Short task |
Can you return, unchanged, the lines of the data below from the one containing "Agricultural drone survey: scan the aerial photo for distant" up to and including the one containing "51, 26, 66, 46"?

Listed entries |

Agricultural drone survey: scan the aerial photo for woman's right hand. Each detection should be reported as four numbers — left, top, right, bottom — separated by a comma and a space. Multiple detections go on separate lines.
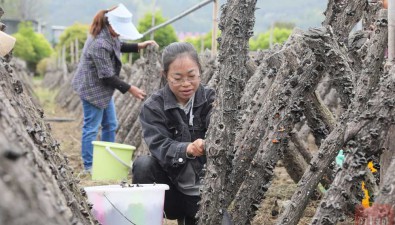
187, 138, 205, 157
128, 85, 147, 100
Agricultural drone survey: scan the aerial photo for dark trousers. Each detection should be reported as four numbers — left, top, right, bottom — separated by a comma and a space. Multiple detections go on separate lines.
132, 156, 200, 225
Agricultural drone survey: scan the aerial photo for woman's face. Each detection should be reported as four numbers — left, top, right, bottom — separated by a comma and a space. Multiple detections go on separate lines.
167, 55, 200, 105
108, 25, 119, 37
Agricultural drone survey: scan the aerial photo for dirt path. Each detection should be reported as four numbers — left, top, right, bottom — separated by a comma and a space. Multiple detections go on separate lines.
34, 81, 353, 225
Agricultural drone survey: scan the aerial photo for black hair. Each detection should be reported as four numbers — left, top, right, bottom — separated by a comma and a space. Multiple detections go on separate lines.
162, 42, 202, 77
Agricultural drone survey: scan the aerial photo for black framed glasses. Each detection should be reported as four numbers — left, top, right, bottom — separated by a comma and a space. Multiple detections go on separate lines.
168, 76, 200, 86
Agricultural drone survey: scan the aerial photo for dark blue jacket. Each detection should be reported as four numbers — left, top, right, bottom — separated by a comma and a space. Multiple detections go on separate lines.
140, 85, 215, 195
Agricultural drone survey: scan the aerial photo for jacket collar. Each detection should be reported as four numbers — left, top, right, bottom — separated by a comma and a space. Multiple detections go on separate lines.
98, 26, 121, 61
163, 84, 207, 110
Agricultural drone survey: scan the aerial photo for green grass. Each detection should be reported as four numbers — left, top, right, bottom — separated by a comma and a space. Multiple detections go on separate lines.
33, 77, 59, 114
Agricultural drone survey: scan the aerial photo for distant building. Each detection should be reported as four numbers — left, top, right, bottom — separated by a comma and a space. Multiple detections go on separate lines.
177, 31, 206, 41
1, 18, 45, 34
51, 26, 66, 46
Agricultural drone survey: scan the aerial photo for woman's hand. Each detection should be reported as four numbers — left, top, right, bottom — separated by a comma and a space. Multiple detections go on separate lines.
187, 138, 206, 157
128, 86, 147, 100
137, 40, 159, 50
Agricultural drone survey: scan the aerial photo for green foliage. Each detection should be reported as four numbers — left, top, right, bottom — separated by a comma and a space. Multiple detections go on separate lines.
56, 23, 89, 62
273, 21, 295, 30
122, 11, 178, 61
185, 30, 221, 52
137, 11, 178, 48
13, 22, 53, 71
250, 27, 292, 51
36, 58, 50, 76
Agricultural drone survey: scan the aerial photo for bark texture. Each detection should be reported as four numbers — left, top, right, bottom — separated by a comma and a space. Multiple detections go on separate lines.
198, 0, 256, 224
0, 10, 97, 225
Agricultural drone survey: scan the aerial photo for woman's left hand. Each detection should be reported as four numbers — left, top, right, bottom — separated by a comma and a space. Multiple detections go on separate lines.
137, 40, 159, 50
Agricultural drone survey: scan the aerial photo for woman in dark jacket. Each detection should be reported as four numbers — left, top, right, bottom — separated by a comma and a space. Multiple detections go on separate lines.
72, 4, 157, 172
133, 43, 215, 224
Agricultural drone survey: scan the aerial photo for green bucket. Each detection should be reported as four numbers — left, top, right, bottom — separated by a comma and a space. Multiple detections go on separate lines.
92, 141, 136, 180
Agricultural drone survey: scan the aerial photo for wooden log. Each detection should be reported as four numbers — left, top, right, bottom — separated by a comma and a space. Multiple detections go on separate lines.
0, 57, 97, 225
277, 8, 386, 224
198, 0, 256, 224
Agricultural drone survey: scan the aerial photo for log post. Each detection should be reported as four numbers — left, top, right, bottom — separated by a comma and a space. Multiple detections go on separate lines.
198, 0, 256, 225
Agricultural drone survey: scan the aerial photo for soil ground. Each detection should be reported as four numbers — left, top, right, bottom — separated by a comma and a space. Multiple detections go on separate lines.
34, 80, 353, 225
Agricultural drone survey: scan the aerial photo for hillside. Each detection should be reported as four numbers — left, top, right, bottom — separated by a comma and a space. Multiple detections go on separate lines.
3, 0, 327, 35
48, 0, 327, 32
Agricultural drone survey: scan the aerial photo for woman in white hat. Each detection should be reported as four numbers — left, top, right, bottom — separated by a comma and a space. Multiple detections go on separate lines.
72, 4, 157, 172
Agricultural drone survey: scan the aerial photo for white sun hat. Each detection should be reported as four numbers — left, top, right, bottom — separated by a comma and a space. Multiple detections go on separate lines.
0, 31, 16, 57
105, 3, 143, 40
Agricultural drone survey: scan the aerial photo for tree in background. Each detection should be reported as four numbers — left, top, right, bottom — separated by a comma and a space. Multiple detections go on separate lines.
122, 11, 178, 61
13, 22, 53, 73
137, 11, 178, 48
1, 0, 50, 21
185, 31, 221, 52
55, 23, 89, 62
250, 27, 292, 51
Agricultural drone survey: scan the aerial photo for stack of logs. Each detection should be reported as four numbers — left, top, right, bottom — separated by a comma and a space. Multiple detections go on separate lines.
0, 7, 97, 225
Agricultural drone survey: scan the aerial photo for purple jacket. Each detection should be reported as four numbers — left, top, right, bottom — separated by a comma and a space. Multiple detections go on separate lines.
72, 28, 138, 109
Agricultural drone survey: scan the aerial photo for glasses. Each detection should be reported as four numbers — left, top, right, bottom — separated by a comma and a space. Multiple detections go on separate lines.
169, 76, 200, 86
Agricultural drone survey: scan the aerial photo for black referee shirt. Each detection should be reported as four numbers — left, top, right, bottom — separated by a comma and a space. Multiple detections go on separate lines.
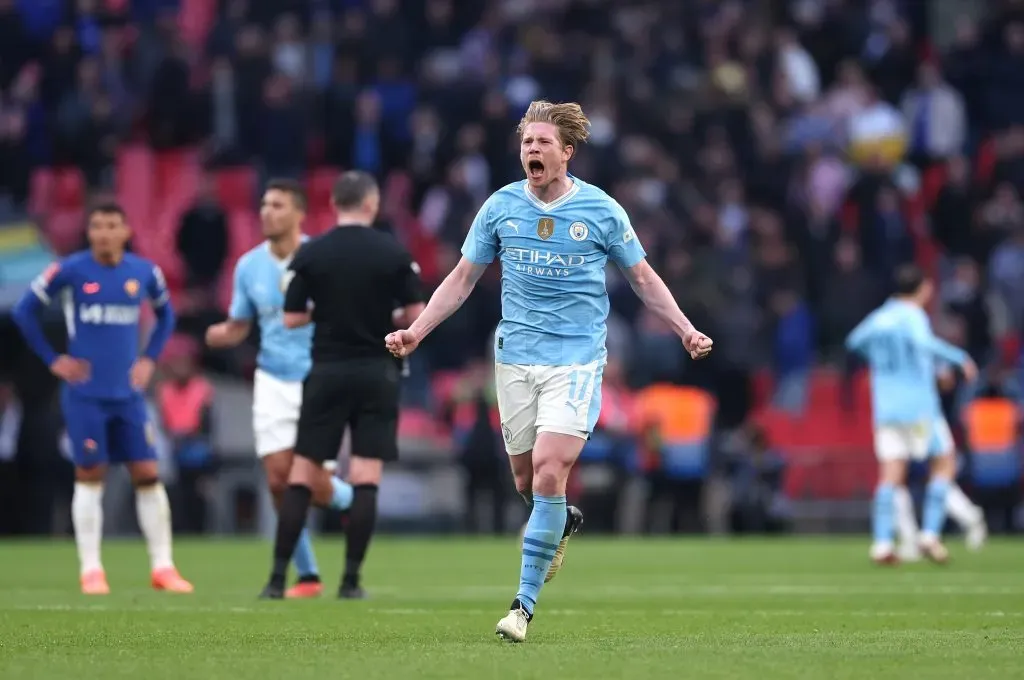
285, 224, 423, 362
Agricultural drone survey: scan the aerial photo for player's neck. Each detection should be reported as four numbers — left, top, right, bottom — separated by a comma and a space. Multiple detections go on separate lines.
269, 232, 302, 260
526, 175, 572, 203
92, 251, 125, 267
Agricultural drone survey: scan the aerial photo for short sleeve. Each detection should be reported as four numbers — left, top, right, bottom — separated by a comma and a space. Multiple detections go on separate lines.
227, 259, 256, 322
462, 196, 499, 264
602, 201, 647, 269
30, 260, 71, 304
281, 246, 311, 313
394, 251, 423, 306
145, 264, 171, 307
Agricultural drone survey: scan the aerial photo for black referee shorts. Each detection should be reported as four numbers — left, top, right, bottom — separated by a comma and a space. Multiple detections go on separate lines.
295, 358, 400, 463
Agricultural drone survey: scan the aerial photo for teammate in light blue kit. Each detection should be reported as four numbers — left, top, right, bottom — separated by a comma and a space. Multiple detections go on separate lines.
206, 180, 352, 597
385, 101, 712, 642
846, 265, 977, 564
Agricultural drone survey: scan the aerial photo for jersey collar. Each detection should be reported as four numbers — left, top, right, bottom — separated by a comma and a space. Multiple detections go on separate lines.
522, 173, 580, 212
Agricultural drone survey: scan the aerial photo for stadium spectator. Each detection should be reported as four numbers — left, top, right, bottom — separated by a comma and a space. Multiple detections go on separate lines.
0, 0, 1024, 540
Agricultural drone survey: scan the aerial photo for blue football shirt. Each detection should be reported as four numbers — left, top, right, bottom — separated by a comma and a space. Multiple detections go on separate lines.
15, 251, 174, 399
227, 239, 313, 382
462, 176, 646, 366
846, 299, 968, 425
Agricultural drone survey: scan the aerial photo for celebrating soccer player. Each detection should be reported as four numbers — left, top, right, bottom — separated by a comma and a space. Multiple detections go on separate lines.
14, 203, 193, 595
846, 264, 977, 564
206, 179, 352, 597
385, 101, 712, 642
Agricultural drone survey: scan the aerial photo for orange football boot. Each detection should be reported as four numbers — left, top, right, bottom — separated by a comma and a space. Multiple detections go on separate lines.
151, 566, 194, 593
285, 581, 324, 600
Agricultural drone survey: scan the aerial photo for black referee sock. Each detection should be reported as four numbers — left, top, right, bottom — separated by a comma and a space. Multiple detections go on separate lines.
342, 484, 377, 588
270, 484, 312, 587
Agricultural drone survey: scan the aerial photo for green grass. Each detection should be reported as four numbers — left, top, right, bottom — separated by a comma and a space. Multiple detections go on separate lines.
0, 537, 1024, 680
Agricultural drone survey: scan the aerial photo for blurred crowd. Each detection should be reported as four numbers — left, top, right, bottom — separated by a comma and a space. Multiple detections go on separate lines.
0, 0, 1024, 532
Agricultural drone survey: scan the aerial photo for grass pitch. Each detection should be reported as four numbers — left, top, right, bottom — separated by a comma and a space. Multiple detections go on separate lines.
0, 536, 1024, 680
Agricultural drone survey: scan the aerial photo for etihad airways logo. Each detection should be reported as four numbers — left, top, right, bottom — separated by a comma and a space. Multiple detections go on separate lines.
505, 248, 587, 277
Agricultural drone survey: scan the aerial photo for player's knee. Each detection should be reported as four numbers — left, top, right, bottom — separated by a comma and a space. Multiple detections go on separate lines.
532, 459, 571, 496
348, 456, 384, 486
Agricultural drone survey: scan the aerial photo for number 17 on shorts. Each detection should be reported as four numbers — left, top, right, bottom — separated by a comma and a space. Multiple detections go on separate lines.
495, 362, 604, 456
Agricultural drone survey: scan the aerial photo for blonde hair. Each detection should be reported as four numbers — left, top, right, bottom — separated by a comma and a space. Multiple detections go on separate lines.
516, 99, 590, 155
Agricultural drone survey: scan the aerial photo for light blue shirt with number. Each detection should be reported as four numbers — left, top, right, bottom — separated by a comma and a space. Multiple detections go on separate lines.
846, 298, 968, 425
227, 238, 313, 382
462, 176, 646, 366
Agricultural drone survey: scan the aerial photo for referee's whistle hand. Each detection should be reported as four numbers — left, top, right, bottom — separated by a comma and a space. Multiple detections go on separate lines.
384, 331, 420, 358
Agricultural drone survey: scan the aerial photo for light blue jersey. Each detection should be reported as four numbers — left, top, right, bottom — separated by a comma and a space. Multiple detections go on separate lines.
462, 176, 646, 366
227, 239, 313, 382
846, 299, 968, 425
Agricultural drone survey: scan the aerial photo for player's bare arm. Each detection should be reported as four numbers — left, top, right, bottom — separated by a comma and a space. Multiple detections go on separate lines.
384, 257, 487, 357
623, 258, 713, 359
282, 311, 313, 329
206, 318, 252, 349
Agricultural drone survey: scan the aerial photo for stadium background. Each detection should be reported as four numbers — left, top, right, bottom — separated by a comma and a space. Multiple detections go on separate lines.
0, 0, 1024, 534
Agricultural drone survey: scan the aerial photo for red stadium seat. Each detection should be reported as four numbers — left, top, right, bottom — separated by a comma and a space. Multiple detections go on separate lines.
306, 167, 341, 213
53, 168, 85, 210
43, 208, 85, 255
214, 167, 256, 212
29, 168, 56, 215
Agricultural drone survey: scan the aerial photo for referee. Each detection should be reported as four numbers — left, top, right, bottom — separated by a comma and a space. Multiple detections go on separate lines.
261, 171, 423, 599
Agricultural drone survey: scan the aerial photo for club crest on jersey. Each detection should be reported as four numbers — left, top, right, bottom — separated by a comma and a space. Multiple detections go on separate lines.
537, 217, 555, 241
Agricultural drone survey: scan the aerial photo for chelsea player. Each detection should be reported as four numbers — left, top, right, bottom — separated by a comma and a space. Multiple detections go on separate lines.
385, 101, 712, 642
846, 264, 977, 564
206, 179, 352, 598
13, 203, 193, 595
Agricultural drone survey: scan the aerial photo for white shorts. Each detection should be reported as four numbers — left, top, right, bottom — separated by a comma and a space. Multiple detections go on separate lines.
928, 418, 956, 458
253, 369, 302, 458
874, 418, 953, 462
495, 362, 604, 456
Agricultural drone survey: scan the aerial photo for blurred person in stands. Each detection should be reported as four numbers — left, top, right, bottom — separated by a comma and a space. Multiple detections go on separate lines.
446, 358, 510, 535
177, 175, 227, 293
157, 336, 214, 534
729, 426, 787, 534
579, 358, 636, 534
206, 179, 352, 598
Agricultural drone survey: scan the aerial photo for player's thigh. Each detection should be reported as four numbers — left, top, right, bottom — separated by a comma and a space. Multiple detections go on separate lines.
534, 362, 604, 448
108, 395, 157, 477
253, 370, 302, 459
349, 359, 400, 466
495, 364, 538, 456
295, 366, 353, 464
60, 389, 111, 469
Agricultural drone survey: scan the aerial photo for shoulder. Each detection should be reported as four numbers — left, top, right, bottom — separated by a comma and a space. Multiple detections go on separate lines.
61, 250, 92, 273
234, 242, 266, 272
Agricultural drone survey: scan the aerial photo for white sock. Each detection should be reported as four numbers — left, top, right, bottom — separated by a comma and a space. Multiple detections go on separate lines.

Full solution |
Agricultural drone survey: scan the aerial photo for distant building. Each detection should be reported as four numbers — left, top, right, bottom — separated by a comma and a space. Multiple detections go on separate lines.
177, 31, 206, 41
1, 18, 45, 34
51, 26, 66, 46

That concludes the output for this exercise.